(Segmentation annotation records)
● ● ● ● ●

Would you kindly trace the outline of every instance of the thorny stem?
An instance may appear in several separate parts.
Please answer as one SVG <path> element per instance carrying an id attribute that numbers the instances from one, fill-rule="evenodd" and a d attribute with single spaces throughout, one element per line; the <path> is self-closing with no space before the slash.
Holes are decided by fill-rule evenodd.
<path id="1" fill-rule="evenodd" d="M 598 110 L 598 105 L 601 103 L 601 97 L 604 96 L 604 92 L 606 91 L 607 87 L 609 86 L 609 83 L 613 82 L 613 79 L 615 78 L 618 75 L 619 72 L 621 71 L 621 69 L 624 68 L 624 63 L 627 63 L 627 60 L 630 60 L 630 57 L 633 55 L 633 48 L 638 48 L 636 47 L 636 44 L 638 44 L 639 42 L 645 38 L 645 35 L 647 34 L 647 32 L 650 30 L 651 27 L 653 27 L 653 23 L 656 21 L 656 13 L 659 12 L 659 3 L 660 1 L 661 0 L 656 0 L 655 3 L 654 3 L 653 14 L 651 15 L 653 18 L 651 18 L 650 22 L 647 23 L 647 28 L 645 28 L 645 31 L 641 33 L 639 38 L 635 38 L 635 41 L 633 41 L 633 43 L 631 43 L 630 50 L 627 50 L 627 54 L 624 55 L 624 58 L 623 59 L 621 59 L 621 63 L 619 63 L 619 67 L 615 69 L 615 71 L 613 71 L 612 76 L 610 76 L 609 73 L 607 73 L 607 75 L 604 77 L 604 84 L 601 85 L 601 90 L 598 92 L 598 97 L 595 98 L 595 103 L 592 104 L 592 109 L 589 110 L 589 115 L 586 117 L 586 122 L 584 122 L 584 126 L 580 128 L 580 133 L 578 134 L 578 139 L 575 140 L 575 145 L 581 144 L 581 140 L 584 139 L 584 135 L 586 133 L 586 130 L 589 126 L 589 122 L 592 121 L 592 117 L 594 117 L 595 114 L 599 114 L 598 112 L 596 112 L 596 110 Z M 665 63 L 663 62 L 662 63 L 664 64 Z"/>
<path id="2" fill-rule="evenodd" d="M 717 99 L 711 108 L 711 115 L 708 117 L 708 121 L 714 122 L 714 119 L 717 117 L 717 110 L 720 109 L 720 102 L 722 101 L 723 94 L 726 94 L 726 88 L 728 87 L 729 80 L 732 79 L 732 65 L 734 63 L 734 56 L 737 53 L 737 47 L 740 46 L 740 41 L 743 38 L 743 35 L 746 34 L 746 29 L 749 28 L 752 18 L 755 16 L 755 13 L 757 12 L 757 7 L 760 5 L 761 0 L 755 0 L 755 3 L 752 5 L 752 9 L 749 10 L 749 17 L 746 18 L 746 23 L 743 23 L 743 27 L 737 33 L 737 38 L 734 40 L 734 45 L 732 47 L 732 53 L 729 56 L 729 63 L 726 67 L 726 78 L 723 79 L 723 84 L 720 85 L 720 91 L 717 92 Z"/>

● ● ● ● ●

Task —
Please give every line of the listing above as a numbered list, leaving out any blank lines.

Final result —
1. Would you kindly trace the outline of every instance of the thorny stem?
2. An instance may appear in several separate parts.
3. Please answer as one SVG <path> element per instance carrying an id attribute that numbers the instances from one, fill-rule="evenodd" and a d attribute with single spaces throughout, one element per line; the <path> is self-closing with no space before the slash.
4. Holes are decided by fill-rule evenodd.
5. <path id="1" fill-rule="evenodd" d="M 598 110 L 598 105 L 601 103 L 601 97 L 604 96 L 604 92 L 606 91 L 607 87 L 609 86 L 609 83 L 613 82 L 613 79 L 615 78 L 618 75 L 619 72 L 621 71 L 621 69 L 624 68 L 624 63 L 627 63 L 627 60 L 630 60 L 630 57 L 633 55 L 633 48 L 638 48 L 636 47 L 636 44 L 638 44 L 639 42 L 645 38 L 645 35 L 647 34 L 647 32 L 650 30 L 651 27 L 653 27 L 653 23 L 656 21 L 656 13 L 659 12 L 659 3 L 660 1 L 661 0 L 656 0 L 655 3 L 654 3 L 653 14 L 651 15 L 653 18 L 651 18 L 650 22 L 647 23 L 647 28 L 645 28 L 645 31 L 641 33 L 639 38 L 635 38 L 635 41 L 633 41 L 633 43 L 631 43 L 630 50 L 627 50 L 627 54 L 624 55 L 624 58 L 623 59 L 621 59 L 621 63 L 619 63 L 619 67 L 615 69 L 615 71 L 613 71 L 612 76 L 610 76 L 609 73 L 607 73 L 607 75 L 604 77 L 604 84 L 601 85 L 601 90 L 598 92 L 598 97 L 595 98 L 595 103 L 592 104 L 592 109 L 589 110 L 589 115 L 586 117 L 586 122 L 584 122 L 584 126 L 580 128 L 580 133 L 578 134 L 578 139 L 575 140 L 575 145 L 581 144 L 581 140 L 584 139 L 584 135 L 586 133 L 586 130 L 589 126 L 589 122 L 592 121 L 592 117 L 594 117 L 595 114 L 599 114 L 598 112 L 596 112 L 596 110 Z M 665 63 L 663 62 L 662 63 L 664 64 Z"/>
6. <path id="2" fill-rule="evenodd" d="M 717 99 L 711 108 L 711 115 L 708 117 L 708 121 L 714 122 L 714 119 L 717 117 L 717 110 L 720 109 L 720 102 L 722 101 L 723 94 L 726 94 L 726 88 L 728 87 L 729 80 L 732 79 L 732 65 L 734 63 L 734 56 L 737 53 L 737 47 L 740 46 L 740 41 L 743 38 L 743 35 L 746 34 L 746 29 L 749 28 L 752 18 L 755 16 L 755 13 L 757 12 L 757 7 L 760 5 L 761 0 L 755 0 L 755 3 L 752 5 L 752 9 L 749 10 L 749 17 L 746 18 L 746 23 L 743 23 L 743 27 L 737 33 L 737 38 L 734 40 L 734 45 L 732 47 L 732 53 L 729 56 L 729 63 L 726 67 L 726 78 L 723 79 L 723 84 L 720 85 L 720 91 L 717 92 Z"/>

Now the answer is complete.